Problem statement:
Pick out and copy every line in the data below that contains the word "yellow".

Extracted material:
------------------------------------------------------------------------

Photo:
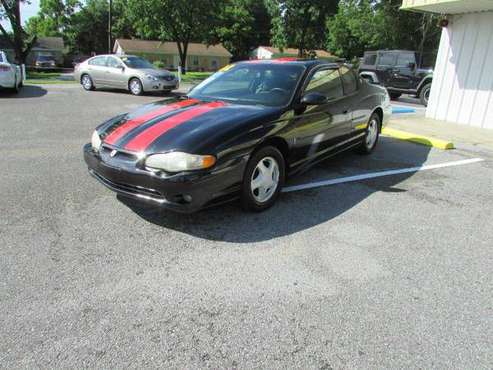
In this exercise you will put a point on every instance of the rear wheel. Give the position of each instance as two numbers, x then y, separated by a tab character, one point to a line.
424	94
371	136
86	82
263	179
135	86
15	89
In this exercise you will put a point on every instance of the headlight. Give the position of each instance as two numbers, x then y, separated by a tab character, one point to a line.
95	140
178	161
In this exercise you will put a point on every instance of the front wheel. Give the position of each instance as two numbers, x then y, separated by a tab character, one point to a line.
135	86
263	179
86	82
394	95
371	136
424	94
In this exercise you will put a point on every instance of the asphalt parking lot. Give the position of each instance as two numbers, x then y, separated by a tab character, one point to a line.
391	272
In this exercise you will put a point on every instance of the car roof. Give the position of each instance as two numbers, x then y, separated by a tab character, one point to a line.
299	61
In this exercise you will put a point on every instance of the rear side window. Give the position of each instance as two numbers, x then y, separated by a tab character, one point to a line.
348	80
326	82
98	61
387	59
370	59
404	59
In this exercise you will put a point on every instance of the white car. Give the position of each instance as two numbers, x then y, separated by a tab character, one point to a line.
10	74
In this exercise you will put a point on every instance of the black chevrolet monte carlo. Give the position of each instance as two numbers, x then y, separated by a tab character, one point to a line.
240	133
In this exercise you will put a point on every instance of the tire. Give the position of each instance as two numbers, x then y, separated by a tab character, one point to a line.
266	162
15	89
371	136
394	95
424	94
135	86
86	82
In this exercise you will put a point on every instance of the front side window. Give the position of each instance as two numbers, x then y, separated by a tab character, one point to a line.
252	83
326	82
348	80
98	61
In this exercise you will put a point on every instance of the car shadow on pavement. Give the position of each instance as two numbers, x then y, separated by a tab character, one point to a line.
27	91
299	210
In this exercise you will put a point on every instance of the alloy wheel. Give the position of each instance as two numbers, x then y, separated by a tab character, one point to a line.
372	134
265	179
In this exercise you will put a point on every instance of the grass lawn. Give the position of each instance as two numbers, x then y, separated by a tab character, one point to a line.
43	78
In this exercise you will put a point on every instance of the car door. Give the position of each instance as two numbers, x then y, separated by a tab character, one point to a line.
317	129
385	64
115	73
402	76
97	69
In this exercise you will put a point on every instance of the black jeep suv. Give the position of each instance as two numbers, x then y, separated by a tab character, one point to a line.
399	71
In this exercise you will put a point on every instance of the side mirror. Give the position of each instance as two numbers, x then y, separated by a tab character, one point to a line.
313	99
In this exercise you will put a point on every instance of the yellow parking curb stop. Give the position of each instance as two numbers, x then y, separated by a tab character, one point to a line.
420	139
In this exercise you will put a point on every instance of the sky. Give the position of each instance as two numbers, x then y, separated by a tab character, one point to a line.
27	11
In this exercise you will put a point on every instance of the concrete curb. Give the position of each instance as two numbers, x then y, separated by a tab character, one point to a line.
415	138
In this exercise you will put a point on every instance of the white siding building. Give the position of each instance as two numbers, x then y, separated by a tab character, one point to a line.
462	89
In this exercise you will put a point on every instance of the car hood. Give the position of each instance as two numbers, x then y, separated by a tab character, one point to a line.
188	125
154	72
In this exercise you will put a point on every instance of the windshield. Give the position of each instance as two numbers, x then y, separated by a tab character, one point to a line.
137	63
252	83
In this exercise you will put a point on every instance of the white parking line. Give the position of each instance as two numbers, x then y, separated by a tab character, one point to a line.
373	175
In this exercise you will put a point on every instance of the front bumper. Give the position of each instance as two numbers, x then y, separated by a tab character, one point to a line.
186	192
160	85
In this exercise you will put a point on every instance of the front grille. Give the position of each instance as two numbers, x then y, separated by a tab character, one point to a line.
167	78
130	189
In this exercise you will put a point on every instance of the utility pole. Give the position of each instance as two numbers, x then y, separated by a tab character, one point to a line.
109	26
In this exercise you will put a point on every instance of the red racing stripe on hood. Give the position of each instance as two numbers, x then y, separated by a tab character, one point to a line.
145	138
122	130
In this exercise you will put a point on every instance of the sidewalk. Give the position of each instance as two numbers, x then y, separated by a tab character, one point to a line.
458	134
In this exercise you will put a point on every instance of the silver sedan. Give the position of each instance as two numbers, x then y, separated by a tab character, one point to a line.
128	72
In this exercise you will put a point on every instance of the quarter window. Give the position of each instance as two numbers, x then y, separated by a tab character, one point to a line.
326	82
403	60
98	61
113	62
370	59
348	80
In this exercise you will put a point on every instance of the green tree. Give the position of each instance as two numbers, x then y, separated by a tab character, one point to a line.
353	29
88	28
361	25
242	26
300	23
19	39
178	21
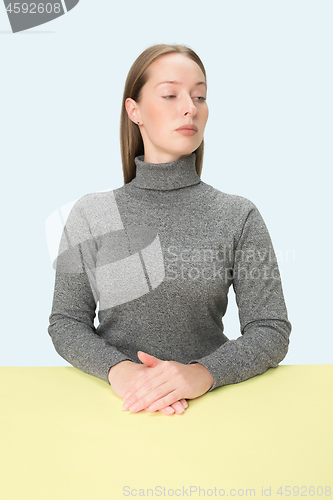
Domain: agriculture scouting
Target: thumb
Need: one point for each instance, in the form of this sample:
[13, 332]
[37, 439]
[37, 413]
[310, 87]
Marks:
[148, 360]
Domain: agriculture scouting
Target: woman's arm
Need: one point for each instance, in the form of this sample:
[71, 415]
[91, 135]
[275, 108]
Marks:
[74, 305]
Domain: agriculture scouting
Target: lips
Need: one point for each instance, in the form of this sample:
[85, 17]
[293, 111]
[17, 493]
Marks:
[188, 127]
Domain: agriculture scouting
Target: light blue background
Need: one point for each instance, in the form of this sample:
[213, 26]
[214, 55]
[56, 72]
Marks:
[268, 138]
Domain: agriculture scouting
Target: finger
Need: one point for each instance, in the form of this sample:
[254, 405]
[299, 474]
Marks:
[143, 378]
[148, 359]
[178, 407]
[153, 387]
[184, 403]
[168, 400]
[168, 410]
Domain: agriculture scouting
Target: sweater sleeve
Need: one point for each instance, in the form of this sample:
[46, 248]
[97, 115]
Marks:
[71, 323]
[264, 324]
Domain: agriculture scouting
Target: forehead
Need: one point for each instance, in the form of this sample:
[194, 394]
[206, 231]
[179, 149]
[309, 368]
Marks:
[174, 67]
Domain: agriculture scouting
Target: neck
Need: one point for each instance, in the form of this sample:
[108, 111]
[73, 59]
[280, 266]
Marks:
[165, 176]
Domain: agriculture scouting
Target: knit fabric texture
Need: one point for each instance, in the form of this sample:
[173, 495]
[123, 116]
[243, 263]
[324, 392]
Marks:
[155, 259]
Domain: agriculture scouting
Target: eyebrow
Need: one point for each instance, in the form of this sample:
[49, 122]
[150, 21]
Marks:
[179, 83]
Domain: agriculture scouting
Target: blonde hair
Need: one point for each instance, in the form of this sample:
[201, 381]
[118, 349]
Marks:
[131, 143]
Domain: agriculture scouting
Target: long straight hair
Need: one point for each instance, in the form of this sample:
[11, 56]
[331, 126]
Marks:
[131, 143]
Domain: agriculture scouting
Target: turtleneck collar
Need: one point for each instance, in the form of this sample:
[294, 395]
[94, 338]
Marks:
[165, 176]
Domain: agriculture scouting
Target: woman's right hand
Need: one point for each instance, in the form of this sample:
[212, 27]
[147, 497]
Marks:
[121, 376]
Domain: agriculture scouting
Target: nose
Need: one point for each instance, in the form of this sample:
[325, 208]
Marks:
[188, 107]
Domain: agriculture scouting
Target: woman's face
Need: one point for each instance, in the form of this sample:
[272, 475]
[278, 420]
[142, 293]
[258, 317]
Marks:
[164, 107]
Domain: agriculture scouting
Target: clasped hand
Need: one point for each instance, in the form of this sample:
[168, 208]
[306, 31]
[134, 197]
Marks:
[158, 385]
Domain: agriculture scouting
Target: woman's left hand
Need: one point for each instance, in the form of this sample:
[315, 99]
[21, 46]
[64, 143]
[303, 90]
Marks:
[165, 383]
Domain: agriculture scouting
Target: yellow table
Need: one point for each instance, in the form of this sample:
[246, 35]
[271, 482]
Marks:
[64, 436]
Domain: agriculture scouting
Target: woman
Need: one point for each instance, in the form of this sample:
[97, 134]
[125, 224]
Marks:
[159, 254]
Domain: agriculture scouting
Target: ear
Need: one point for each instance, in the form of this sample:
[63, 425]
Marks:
[132, 110]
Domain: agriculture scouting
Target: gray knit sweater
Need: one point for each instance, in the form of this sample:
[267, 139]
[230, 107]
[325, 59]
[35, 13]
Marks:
[157, 256]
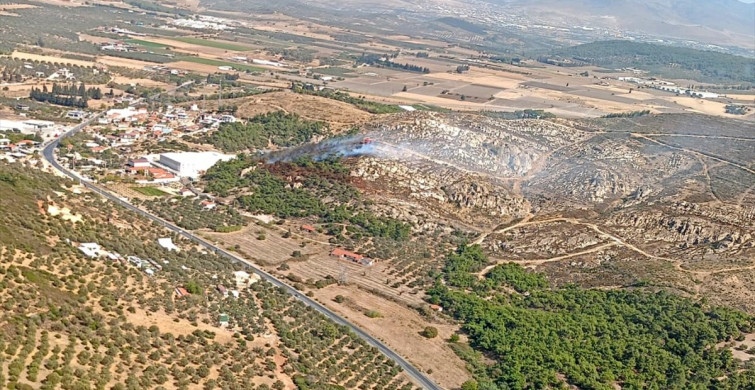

------------------------------------------------------------------------

Written answer:
In this exercise you will put a point on every instance of the yellow parking curb stop. Give the position of each instance as two numbers, x then y, separated by a tab character, one point to a line.
Target: yellow table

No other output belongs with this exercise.